Source ▸
══════════
The Amargosa River runs through this desert. The 185 mile long river drains the high desert into the Mojave Desert and on into Death Valley where it disappears underground into an aquifer. Most of the river runs underground, except when a flash flood occurs.
Amargosa Desert is home to the Ash Meadows habitat, which is part of the much larger 1.5 million acre Desert National Wildlife Refuge Complex.
Ash Meadows National Wildlife Refuge was created in June of 1984. It protects an extremely rare desert oasis in Nye County, southwestern Nevada.
Crystal Spring ~
Crystal Spring in the Amargosa Desert, an extremely rare desert oasis in the Southwestern United States. Creative Commons – Stan Shebs
Devils Hole in the Amargosa Desert ~
This 23,000 acre refuge also contains the Amargosa Pupfish Station. The pupfish is on the IUCN Red List of endangered species. Devils Hole is the original pupfish habitat and is located in the refuge it is one of the most restricted habitats in the world.
Devils Hole is located in the Amargosa Desert, but is maintained by the National Park Service as part of the Death Valley National Park. The opening to Devils Hole is only 6 by 18 feet, but leads into deep caverns, at least 300 feet beneath the ground. Geologists believe the limestone caves are over 500,000 years old. The saline waters of the geothermal pool stay at a temperature of around 92 degrees F.
Black Rock Desert ~
The Black Rock Desert is 300,000 acres of land consisting of silt playa and over 120 miles of historic emigrant trails that led early settlers to California. It lies 100 miles north of Reno in the northern Nevada area of the Great Basin.
══════════
Given information ▸
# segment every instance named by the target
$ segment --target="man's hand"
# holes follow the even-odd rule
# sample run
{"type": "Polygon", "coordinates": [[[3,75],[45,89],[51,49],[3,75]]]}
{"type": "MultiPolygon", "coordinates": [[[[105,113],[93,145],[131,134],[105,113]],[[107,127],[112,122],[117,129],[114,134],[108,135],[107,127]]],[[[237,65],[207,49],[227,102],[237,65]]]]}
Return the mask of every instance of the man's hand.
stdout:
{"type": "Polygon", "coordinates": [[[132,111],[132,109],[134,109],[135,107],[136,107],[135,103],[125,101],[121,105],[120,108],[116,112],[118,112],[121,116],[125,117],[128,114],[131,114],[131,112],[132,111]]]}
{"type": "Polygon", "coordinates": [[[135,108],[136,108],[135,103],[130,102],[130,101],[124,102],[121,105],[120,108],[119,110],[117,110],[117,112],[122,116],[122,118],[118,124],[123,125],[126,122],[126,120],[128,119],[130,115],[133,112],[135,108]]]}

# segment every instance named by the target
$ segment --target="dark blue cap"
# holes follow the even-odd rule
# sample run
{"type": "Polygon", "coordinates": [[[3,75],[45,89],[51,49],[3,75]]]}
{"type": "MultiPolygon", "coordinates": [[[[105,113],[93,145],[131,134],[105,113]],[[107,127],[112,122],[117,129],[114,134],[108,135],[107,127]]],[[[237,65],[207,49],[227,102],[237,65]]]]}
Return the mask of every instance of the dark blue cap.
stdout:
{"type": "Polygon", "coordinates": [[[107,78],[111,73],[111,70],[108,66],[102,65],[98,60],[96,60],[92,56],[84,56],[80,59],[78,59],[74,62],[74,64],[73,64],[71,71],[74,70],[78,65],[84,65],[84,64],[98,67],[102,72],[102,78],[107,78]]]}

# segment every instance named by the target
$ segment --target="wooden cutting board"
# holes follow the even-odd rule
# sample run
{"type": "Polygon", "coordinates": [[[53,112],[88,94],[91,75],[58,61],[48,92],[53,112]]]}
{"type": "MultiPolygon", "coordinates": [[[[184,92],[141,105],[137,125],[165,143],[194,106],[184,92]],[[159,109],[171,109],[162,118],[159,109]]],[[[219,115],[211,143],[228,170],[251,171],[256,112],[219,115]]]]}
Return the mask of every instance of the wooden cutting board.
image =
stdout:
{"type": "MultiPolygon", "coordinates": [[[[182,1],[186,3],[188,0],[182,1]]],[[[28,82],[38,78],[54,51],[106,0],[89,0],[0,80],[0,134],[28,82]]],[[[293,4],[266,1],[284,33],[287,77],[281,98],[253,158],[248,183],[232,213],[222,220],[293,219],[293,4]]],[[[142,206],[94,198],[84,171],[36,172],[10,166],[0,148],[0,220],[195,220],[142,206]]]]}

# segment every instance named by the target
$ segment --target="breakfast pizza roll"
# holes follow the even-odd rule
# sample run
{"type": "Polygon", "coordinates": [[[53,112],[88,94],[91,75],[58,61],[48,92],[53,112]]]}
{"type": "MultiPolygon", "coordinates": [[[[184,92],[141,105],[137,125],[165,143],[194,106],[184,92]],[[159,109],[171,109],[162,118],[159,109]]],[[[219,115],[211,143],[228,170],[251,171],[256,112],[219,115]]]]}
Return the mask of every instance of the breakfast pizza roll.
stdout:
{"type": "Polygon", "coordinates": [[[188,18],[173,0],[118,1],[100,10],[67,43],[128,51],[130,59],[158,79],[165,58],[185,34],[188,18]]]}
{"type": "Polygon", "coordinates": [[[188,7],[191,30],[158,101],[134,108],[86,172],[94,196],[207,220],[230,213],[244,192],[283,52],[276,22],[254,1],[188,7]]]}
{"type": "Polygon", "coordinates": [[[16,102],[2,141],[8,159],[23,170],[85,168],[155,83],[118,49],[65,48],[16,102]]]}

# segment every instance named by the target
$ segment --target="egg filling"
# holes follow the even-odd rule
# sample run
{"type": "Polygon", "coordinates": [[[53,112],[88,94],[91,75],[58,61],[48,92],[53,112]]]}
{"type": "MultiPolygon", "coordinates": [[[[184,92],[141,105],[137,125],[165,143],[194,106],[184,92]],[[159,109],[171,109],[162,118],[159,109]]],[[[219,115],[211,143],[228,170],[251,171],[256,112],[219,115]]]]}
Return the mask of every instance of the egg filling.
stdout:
══════════
Task statement ▸
Print, word for word, the part of the Amargosa Desert text that opens with the words containing "Devils Hole is located" and closes with "the Great Basin.".

Output ▸
Devils Hole is located in the Amargosa Desert, but is maintained by the National Park Service as part of the Death Valley National Park. The opening to Devils Hole is only 6 by 18 feet, but leads into deep caverns, at least 300 feet beneath the ground. Geologists believe the limestone caves are over 500,000 years old. The saline waters of the geothermal pool stay at a temperature of around 92 degrees F.
Black Rock Desert ~
The Black Rock Desert is 300,000 acres of land consisting of silt playa and over 120 miles of historic emigrant trails that led early settlers to California. It lies 100 miles north of Reno in the northern Nevada area of the Great Basin.